▶ [Extracted data entries]
=== Begin Enclosure ===

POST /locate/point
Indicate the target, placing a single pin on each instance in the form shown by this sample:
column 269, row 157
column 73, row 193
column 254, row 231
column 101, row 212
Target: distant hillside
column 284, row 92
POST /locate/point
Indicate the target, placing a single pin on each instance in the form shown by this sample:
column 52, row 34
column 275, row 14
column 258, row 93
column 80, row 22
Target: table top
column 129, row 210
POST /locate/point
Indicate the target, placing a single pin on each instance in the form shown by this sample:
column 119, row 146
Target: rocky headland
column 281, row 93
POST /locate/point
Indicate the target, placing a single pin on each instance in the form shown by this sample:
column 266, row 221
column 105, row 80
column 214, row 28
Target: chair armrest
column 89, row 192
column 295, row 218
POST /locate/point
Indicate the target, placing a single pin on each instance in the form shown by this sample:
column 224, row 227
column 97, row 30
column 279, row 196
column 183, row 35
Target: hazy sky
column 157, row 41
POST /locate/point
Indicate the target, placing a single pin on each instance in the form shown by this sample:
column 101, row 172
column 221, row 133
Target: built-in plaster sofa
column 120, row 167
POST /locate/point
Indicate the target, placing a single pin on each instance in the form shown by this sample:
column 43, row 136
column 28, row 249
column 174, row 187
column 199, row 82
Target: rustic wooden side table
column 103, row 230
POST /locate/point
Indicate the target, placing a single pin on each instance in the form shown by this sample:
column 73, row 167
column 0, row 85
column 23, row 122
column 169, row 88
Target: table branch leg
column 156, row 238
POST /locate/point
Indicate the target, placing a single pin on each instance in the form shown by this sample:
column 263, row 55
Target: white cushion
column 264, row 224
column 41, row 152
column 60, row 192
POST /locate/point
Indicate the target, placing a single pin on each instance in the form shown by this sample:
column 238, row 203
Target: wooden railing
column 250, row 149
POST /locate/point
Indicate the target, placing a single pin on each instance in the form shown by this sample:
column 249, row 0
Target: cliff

=== End Enclosure ===

▶ [Problem statement] In the records above, copy exactly the lines from the one that contains "column 199, row 82" through the last, and nothing else.

▶ [Solution]
column 199, row 82
Target: rustic wooden side table
column 103, row 230
POST /locate/point
Indicate the target, placing a single pin on each instance in the form shown by this sample:
column 73, row 167
column 0, row 85
column 23, row 122
column 169, row 88
Target: table branch leg
column 156, row 238
POST /locate/point
Indicate the target, placing a single pin on each instance in the form shown by this sample:
column 263, row 55
Target: white cushion
column 264, row 224
column 41, row 152
column 60, row 192
POST /locate/point
Indicate the target, placing a single pin on each instance in the form shown by this sample:
column 238, row 203
Target: wooden railing
column 250, row 149
POST /locate/point
Indicate the target, placing a single pin on each instance in the form shown by this sample:
column 249, row 0
Target: cliff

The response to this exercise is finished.